Task details :: Write out the listing below from the line containing "Field-scouting task: mark every instance of the distant hill" to its last line, unaltered, ends included.

Provided records ::
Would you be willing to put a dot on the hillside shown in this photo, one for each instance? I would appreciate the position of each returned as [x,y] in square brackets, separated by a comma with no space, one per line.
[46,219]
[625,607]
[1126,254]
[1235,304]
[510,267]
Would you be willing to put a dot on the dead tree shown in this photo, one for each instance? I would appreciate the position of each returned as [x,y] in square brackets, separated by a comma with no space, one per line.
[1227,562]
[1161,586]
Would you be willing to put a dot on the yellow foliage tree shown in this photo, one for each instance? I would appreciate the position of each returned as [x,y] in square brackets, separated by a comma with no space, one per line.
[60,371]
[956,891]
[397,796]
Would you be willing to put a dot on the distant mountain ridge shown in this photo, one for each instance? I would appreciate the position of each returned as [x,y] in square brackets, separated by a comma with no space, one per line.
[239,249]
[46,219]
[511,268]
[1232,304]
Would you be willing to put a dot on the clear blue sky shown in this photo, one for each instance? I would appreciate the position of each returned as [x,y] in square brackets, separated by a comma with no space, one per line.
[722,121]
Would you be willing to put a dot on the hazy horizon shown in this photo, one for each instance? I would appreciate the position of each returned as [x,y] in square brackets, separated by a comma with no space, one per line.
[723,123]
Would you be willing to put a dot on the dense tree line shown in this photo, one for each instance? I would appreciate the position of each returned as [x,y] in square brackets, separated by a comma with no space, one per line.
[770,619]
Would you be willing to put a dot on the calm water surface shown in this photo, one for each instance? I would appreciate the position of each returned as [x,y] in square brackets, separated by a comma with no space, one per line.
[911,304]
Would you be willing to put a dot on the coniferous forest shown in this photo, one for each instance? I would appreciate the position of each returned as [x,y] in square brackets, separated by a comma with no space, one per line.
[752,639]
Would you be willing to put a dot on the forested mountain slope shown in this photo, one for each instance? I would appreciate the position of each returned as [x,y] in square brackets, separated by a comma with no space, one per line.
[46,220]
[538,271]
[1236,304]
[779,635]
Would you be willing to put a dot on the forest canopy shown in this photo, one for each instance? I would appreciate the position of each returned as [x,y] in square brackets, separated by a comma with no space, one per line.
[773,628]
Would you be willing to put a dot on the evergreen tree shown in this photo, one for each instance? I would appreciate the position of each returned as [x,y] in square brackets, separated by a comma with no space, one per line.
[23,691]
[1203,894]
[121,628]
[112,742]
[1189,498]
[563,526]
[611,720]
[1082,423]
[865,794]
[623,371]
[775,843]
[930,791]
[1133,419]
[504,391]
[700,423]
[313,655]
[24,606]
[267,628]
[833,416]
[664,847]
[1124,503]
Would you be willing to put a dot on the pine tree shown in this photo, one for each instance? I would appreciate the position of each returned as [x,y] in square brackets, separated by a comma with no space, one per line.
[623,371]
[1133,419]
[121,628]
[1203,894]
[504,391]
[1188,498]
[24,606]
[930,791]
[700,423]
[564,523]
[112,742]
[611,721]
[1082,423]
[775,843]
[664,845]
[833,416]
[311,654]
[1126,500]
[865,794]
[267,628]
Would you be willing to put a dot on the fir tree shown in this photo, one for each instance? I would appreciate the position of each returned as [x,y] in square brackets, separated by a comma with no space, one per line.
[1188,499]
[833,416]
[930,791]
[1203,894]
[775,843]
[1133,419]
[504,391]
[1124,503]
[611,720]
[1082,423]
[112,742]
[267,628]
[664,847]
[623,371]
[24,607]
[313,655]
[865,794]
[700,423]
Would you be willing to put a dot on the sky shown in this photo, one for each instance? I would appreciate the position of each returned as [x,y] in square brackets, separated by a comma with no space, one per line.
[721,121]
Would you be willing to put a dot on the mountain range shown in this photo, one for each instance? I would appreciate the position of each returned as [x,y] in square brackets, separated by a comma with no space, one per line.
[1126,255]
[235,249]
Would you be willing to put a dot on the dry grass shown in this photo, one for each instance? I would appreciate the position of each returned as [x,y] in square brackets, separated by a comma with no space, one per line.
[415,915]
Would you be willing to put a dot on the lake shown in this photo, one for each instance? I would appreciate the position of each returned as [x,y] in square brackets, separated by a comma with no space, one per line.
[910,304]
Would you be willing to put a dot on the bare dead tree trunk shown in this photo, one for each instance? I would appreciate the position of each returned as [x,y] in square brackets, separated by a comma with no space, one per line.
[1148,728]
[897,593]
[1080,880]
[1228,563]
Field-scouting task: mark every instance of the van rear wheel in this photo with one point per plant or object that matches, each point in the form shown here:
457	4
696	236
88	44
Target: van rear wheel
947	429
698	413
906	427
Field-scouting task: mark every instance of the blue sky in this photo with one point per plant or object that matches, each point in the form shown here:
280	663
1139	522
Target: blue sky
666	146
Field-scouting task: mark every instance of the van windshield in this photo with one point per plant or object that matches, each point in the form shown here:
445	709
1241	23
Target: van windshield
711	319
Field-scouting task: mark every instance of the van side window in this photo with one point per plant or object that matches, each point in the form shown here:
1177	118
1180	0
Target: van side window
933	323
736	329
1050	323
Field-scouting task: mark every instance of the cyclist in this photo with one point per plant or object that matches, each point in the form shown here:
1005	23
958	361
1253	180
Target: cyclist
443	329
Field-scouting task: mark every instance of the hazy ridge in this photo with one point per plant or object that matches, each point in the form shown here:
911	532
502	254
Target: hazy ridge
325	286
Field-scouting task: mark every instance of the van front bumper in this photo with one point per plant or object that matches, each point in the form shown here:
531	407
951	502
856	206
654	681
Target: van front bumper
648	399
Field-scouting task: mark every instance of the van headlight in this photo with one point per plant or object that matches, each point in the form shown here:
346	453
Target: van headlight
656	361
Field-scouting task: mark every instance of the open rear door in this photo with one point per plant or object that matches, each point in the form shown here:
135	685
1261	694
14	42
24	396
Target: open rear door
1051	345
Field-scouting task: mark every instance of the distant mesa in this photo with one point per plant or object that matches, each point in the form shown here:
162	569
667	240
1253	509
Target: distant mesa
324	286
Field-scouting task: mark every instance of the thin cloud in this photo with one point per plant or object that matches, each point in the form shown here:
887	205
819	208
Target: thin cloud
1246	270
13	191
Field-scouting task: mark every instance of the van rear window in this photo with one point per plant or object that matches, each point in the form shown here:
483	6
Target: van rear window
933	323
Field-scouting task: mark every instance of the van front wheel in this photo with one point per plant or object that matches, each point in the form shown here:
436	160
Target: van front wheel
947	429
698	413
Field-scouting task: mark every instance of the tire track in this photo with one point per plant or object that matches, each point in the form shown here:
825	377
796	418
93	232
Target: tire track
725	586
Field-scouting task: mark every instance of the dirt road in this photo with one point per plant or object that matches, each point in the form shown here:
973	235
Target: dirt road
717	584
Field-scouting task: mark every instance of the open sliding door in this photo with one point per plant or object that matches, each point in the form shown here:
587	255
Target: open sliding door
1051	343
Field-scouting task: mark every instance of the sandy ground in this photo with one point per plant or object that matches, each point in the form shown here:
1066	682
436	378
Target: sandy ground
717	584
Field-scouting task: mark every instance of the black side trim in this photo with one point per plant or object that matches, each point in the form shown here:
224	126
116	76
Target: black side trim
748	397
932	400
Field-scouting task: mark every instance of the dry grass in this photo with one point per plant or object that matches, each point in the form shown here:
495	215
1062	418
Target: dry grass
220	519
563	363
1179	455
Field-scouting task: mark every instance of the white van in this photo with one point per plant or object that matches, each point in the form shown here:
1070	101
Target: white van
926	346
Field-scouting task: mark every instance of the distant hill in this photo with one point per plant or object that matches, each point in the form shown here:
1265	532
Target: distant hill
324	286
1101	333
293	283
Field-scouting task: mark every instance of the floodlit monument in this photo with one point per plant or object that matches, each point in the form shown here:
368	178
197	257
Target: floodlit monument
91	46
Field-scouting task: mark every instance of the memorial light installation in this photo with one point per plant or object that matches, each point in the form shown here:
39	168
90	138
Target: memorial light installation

Exercise solution ::
Field-scouting task: mark every instance of the distant hill in this photo with one point per plant or object that matches, each point in the form shown here:
1265	532
Target: distant hill
324	286
1101	333
293	283
Field-scouting task: mark every instance of the floodlit monument in this photo with one point per plant or object that matches, each point in the form shown here:
368	178
197	257
Target: floodlit monument
91	46
Field-scouting task: mark every instance of the memorial light installation in this photo with one point per plant or object that matches, each point in the form shown here:
39	168
90	138
Target: memorial light installation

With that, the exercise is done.